-------- ROWS --------

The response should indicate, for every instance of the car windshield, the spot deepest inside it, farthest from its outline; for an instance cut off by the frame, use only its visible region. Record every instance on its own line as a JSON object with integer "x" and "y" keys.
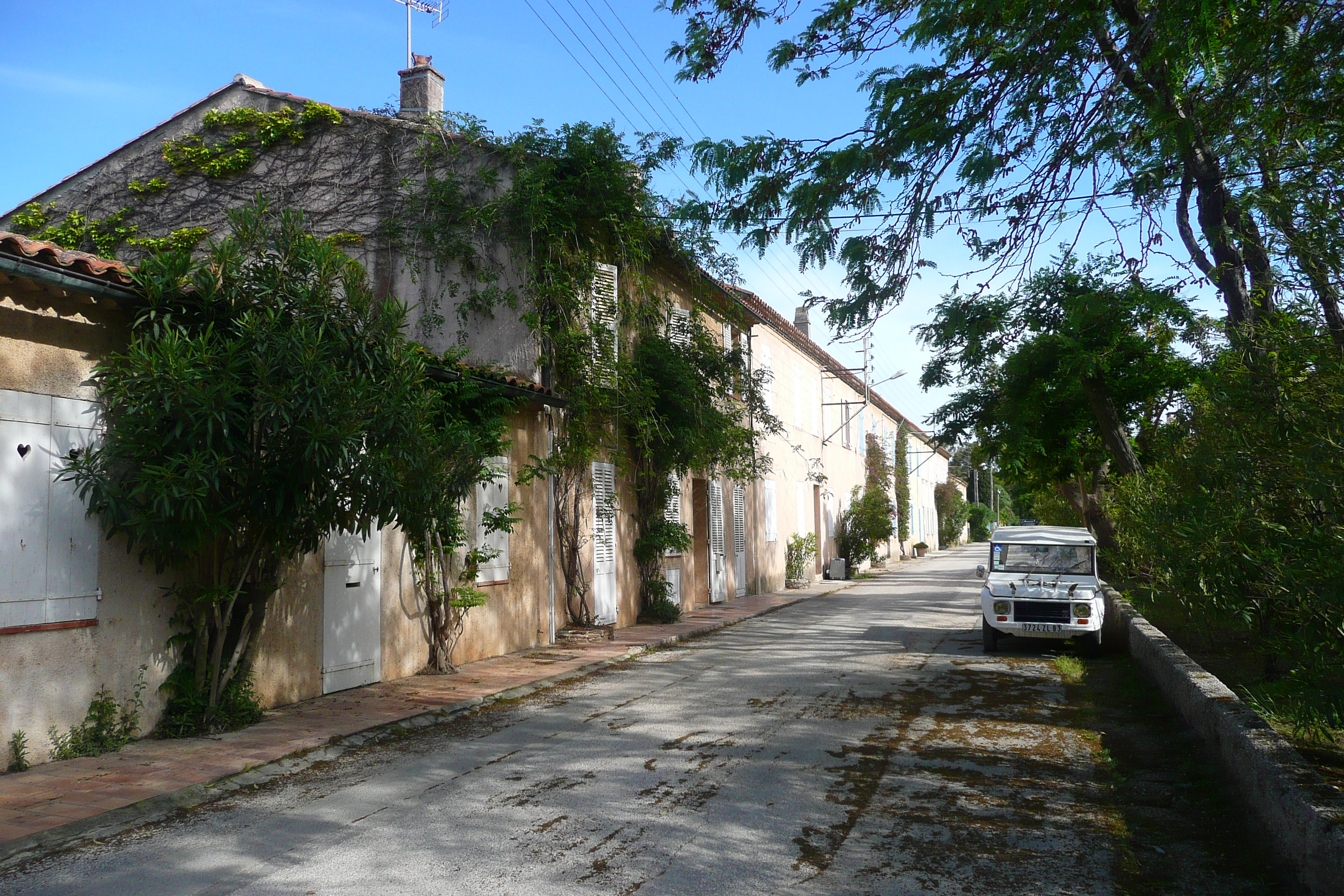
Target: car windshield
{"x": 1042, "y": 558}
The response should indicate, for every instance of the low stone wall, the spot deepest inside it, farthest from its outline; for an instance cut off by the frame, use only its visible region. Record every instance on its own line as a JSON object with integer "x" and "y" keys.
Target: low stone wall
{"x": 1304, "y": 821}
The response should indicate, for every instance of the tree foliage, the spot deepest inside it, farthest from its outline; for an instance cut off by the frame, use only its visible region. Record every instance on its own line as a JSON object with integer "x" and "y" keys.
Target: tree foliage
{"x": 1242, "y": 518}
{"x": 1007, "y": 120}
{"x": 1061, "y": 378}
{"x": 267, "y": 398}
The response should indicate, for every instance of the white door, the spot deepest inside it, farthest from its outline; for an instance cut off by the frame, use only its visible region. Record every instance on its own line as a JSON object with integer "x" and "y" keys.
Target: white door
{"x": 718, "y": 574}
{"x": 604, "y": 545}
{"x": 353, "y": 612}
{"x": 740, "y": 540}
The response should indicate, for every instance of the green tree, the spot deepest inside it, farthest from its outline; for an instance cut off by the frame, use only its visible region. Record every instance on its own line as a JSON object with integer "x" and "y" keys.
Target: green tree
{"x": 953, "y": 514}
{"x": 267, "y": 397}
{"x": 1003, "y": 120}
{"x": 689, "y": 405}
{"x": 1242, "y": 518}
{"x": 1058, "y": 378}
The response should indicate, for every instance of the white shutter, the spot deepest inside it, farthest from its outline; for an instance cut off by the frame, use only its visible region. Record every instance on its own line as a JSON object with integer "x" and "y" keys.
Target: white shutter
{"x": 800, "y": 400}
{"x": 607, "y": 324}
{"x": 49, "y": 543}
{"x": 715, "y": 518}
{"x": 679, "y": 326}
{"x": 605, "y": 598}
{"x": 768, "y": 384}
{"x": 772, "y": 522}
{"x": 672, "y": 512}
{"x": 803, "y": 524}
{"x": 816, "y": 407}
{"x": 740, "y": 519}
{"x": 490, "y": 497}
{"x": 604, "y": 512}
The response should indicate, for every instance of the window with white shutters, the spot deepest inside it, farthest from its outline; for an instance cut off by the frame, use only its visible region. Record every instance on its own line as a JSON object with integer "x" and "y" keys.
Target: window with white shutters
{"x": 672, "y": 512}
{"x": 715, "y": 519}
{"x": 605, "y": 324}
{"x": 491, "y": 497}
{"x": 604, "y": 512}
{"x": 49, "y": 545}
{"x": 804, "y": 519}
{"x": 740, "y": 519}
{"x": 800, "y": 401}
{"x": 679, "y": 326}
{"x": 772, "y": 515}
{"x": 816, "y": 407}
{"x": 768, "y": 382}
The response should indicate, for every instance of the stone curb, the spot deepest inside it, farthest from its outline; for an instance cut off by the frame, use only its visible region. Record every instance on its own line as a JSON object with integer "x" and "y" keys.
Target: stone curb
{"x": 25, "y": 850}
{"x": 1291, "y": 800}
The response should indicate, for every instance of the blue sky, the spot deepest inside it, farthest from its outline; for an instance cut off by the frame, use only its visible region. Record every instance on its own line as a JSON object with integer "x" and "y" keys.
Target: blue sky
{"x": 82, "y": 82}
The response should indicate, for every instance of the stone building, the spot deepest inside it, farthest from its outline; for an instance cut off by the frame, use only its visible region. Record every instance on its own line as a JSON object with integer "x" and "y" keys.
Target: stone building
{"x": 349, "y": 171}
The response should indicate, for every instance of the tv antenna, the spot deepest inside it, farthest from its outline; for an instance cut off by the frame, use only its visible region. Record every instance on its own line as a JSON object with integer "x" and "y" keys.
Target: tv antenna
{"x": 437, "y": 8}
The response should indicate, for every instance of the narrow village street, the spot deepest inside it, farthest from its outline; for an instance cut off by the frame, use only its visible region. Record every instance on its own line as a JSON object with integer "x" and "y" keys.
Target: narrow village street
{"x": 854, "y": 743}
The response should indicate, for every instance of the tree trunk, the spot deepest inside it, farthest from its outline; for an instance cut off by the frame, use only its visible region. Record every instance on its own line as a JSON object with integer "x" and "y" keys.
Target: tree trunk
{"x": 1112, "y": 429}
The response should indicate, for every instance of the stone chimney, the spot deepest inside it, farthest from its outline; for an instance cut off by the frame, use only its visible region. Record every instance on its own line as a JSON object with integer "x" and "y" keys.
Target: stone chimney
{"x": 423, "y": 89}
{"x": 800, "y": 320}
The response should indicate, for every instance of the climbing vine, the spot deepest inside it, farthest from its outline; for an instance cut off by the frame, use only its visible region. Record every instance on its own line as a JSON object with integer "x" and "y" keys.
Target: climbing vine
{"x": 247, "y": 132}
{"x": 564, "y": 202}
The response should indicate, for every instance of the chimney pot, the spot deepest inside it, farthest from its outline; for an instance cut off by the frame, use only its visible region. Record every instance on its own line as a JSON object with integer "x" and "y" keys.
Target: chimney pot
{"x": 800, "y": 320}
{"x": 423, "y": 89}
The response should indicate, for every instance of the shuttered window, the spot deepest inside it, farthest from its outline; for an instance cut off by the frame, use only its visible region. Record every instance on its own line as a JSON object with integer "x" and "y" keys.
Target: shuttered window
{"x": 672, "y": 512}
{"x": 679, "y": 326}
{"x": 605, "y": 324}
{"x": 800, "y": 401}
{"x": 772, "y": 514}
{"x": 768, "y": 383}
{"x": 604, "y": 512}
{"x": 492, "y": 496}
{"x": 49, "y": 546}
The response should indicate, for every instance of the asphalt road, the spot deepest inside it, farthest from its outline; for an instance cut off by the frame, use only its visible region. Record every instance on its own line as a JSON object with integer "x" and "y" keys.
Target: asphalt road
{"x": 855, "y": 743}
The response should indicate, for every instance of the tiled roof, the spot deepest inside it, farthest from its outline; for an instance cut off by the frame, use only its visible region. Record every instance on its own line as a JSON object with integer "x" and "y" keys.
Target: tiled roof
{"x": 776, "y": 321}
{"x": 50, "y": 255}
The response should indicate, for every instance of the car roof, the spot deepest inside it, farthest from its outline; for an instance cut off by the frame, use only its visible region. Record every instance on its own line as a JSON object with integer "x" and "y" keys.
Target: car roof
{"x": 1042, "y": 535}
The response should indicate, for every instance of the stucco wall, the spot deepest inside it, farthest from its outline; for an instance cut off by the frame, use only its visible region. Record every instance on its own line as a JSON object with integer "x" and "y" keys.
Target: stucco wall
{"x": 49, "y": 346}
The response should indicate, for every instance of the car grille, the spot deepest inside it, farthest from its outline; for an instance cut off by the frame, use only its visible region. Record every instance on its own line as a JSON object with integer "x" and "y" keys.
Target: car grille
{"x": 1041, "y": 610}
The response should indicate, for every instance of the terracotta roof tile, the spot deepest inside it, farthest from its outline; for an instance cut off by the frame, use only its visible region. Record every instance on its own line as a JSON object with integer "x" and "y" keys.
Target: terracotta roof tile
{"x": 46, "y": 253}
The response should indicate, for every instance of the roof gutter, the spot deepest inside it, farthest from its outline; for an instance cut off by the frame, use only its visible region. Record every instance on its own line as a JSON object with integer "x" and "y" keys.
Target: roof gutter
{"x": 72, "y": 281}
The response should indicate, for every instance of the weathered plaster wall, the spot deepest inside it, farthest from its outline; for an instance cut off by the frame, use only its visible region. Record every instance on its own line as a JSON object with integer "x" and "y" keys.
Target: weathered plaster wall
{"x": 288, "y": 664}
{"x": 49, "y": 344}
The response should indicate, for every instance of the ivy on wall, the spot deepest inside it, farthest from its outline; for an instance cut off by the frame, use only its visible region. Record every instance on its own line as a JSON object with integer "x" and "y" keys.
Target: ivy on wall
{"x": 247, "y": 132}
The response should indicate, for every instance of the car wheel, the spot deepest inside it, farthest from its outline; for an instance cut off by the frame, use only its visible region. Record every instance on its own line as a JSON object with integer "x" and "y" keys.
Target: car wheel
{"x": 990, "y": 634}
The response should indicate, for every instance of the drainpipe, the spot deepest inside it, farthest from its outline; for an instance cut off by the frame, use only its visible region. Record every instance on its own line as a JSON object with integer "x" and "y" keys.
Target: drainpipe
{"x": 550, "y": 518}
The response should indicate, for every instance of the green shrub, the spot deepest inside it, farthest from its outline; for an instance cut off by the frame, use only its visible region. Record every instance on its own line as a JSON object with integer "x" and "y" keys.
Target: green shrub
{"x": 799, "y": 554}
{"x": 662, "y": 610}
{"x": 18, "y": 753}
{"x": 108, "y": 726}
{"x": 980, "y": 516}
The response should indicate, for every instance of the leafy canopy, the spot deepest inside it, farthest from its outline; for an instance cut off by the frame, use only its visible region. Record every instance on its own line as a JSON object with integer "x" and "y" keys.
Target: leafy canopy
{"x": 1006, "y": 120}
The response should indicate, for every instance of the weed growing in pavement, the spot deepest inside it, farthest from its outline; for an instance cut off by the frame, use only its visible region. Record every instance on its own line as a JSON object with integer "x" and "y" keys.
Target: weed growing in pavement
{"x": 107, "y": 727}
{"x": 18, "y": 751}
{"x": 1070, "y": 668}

--------

WHAT THE TASK REQUIRES
Reproduce exactly the lines from the one containing "The response should indicate, for every instance of the leafy" through the last line of the records above, including both, and nothing else.

WRITTEN ANSWER
The response should indicate, for every instance of the leafy canopy, the spot deepest inside it, farthest from its outline; for an instance cut off by the frame, use only its visible region. Record every instance on its own line as a JSON object with integer "x" and "y" keys.
Target: leafy canopy
{"x": 1006, "y": 120}
The response should indicate, for every instance of the weed growing in pavement, the spot deepest inside it, farthest from its outline; for an instance cut off by the frame, use only its visible region. Record every instance on its own line as a JSON object with integer "x" and "y" keys.
Target: weed growing in pavement
{"x": 107, "y": 727}
{"x": 18, "y": 751}
{"x": 1070, "y": 668}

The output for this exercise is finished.